[GIVEN INSTRUCTION] Transcribe all the records exactly and omit any images they hold.

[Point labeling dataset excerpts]

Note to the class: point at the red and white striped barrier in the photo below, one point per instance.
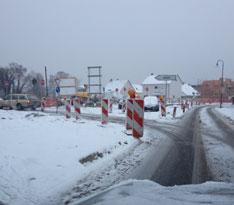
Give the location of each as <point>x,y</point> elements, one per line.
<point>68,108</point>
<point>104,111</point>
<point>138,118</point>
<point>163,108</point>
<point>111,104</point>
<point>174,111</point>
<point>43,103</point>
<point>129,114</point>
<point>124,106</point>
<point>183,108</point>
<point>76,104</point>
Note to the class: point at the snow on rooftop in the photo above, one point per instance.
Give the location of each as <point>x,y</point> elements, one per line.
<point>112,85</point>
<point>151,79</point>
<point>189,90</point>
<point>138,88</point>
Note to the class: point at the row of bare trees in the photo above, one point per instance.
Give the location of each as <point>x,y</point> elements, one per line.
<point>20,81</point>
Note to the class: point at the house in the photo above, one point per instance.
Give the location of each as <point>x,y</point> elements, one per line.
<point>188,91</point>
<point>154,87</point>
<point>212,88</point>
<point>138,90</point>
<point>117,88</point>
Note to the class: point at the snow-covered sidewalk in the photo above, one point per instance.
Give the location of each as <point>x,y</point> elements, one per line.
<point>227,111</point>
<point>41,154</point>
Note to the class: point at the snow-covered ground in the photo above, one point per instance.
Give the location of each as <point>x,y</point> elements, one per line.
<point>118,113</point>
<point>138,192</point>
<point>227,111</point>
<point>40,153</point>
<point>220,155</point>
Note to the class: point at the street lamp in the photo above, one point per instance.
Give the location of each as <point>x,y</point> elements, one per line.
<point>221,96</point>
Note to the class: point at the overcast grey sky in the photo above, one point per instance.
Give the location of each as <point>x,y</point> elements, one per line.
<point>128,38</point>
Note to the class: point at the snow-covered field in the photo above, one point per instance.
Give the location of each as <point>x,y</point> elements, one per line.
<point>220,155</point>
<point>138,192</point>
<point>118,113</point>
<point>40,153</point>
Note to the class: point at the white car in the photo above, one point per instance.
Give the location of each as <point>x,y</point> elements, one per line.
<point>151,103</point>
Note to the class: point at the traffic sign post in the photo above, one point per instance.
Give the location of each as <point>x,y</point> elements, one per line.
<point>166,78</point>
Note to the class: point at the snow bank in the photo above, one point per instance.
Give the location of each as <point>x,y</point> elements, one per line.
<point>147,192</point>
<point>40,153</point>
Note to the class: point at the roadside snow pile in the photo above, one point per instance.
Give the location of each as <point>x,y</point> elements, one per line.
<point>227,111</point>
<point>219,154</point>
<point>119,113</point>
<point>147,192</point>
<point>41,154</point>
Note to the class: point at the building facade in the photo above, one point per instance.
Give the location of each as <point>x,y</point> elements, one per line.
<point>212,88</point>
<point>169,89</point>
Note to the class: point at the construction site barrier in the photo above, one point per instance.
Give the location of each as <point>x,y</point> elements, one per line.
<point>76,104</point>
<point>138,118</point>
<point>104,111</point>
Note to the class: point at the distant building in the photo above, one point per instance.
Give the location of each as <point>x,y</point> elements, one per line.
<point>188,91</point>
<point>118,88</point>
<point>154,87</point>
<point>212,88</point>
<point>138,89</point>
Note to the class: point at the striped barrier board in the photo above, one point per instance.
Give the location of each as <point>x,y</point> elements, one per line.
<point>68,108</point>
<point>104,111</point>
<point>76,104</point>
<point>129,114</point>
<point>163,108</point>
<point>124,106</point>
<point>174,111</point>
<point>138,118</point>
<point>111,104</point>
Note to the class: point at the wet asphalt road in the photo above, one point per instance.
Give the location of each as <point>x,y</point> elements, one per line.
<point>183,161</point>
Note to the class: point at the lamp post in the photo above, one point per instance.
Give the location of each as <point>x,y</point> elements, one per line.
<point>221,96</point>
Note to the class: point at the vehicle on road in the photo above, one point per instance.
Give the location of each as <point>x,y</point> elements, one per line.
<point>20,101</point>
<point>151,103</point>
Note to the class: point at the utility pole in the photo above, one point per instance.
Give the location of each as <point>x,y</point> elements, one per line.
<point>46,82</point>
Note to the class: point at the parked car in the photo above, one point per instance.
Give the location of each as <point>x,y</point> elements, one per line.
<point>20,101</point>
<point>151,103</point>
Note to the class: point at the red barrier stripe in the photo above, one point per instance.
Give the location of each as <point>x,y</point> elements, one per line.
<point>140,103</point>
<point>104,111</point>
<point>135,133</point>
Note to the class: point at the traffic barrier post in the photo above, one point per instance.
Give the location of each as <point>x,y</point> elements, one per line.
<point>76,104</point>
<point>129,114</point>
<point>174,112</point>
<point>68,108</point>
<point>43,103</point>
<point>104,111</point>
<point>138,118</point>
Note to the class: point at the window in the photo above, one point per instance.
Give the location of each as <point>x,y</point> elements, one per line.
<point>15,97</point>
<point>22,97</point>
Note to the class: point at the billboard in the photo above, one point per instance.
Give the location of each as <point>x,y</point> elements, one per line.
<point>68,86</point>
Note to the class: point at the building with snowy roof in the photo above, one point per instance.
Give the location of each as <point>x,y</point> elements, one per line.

[ANSWER FOR THIS EXERCISE]
Note to the class: point at the red and white striped barrier in the photo below, one point per instance.
Give the location of each as <point>x,y</point> elements, one per line.
<point>68,108</point>
<point>104,111</point>
<point>138,118</point>
<point>163,108</point>
<point>111,104</point>
<point>174,111</point>
<point>43,103</point>
<point>129,114</point>
<point>124,106</point>
<point>183,108</point>
<point>76,104</point>
Note to the class: point at the snow on rooftop in the photo above, one point per instance.
Give the location of each as <point>x,y</point> elements, one per line.
<point>112,85</point>
<point>151,79</point>
<point>189,90</point>
<point>138,88</point>
Note to the class: point at the row of bare trees in the photo above, one point per instance.
Give the location of each as <point>x,y</point> elements, one per line.
<point>20,81</point>
Note to the class: point at the house in the photo above, one point per instance.
Give the location of each as <point>x,y</point> elements, one per line.
<point>188,91</point>
<point>154,87</point>
<point>212,88</point>
<point>138,90</point>
<point>117,88</point>
Note to the class: point at the snow-covered sidewalk in the photo above, one point per instance.
Give the location of each as <point>x,y</point> elements, one per line.
<point>227,111</point>
<point>41,154</point>
Note to the class: point at the snow-covered ground in the photo above, one point per instance.
Give the location of each as <point>x,y</point> elements, one per line.
<point>118,113</point>
<point>138,192</point>
<point>227,111</point>
<point>40,153</point>
<point>220,155</point>
Note to the class: point at the street lamp in the photo above, one point per instance.
Give the location of each as <point>x,y</point> elements, one per line.
<point>221,96</point>
Note to the class: point at the overcast grey sky in the photo above, one point per instance.
Give the location of each as <point>x,y</point> elements, one per line.
<point>128,38</point>
Note to the class: point at the snow-covered field in the photo above, one point per instance.
Give the location of each as <point>x,y</point> elements, one per line.
<point>220,155</point>
<point>138,192</point>
<point>118,113</point>
<point>40,153</point>
Note to the class: point at the white car in the photo above, one point per instance.
Give the location of each as <point>x,y</point> elements, one per line.
<point>151,103</point>
Note to the class: point at the traffic sign post in the photo above, one point per instance.
Give the location of each as <point>x,y</point> elements, one per line.
<point>166,78</point>
Note to the class: point at the snow bank in the photo above, one point per instance.
Give the location of each as <point>x,y</point> elements, one per line.
<point>147,192</point>
<point>40,153</point>
Note to the class: point at the roadside snow pile in the photo above, one point per instance.
Give the location of each as <point>x,y</point> elements, one per line.
<point>227,111</point>
<point>219,154</point>
<point>119,113</point>
<point>147,192</point>
<point>41,154</point>
Note to the class: point at the building facade in the photo above, one point per instance.
Give the location of each as <point>x,y</point> elements, one per line.
<point>212,88</point>
<point>169,89</point>
Note to the class: point at the construction site barrier in the photo above, one point per instance.
Give the location of each as <point>x,y</point> elements, one per line.
<point>76,104</point>
<point>138,118</point>
<point>104,111</point>
Note to the class: point at the distant building in the photo above, one point per instance.
Give the location of each as <point>x,y</point> elements, one per line.
<point>188,91</point>
<point>118,88</point>
<point>154,87</point>
<point>212,88</point>
<point>138,89</point>
Note to the class: point at the striped barrier board in the photo above, one point per instance.
Give the location of each as <point>x,y</point> elements, one per line.
<point>68,108</point>
<point>104,111</point>
<point>76,104</point>
<point>129,114</point>
<point>163,108</point>
<point>124,106</point>
<point>174,111</point>
<point>138,118</point>
<point>111,104</point>
Note to the class: point at the wet asphalt road in the photo above, one point per instance.
Give the location of each as <point>x,y</point> elements, one per line.
<point>183,161</point>
Note to the class: point at the lamp post in the photo above, one point per instance.
Give the location of each as <point>x,y</point> elements, one per line.
<point>221,96</point>
Note to the class: point at the vehicle on road in the photo above, one point per instance.
Give the location of each as <point>x,y</point> elements, one per line.
<point>20,101</point>
<point>151,103</point>
Note to the class: point at the utility pole in the photo above, one point per instance.
Give the location of each as <point>x,y</point> elements, one per line.
<point>46,82</point>
Note to the class: point at the parked car in the photo above, one point per instance.
Give the location of each as <point>x,y</point> elements, one per line.
<point>20,101</point>
<point>151,103</point>
Note to the class: point at the red barrier stripe in the photo above, one point per instance.
Give the location of each as <point>x,y</point> elements, one per line.
<point>140,103</point>
<point>104,111</point>
<point>135,133</point>
Note to the class: point at the traffic barrier post in the photo above, one point per instance.
Give the location of each as <point>x,y</point> elements, one per line.
<point>76,104</point>
<point>129,114</point>
<point>174,112</point>
<point>68,108</point>
<point>43,103</point>
<point>104,111</point>
<point>138,118</point>
Note to the class: point at the window in the photo above, one point per instance.
Give the location of each as <point>x,y</point> elements, one per line.
<point>15,97</point>
<point>22,97</point>
Note to the class: point at the billboard in the photo above, one point per instance.
Give the location of each as <point>x,y</point> elements, one per line.
<point>68,86</point>
Note to the class: point at the building with snowy roof in the photo above, one point per instance.
Give the location of each as <point>x,y</point> elements, one per line.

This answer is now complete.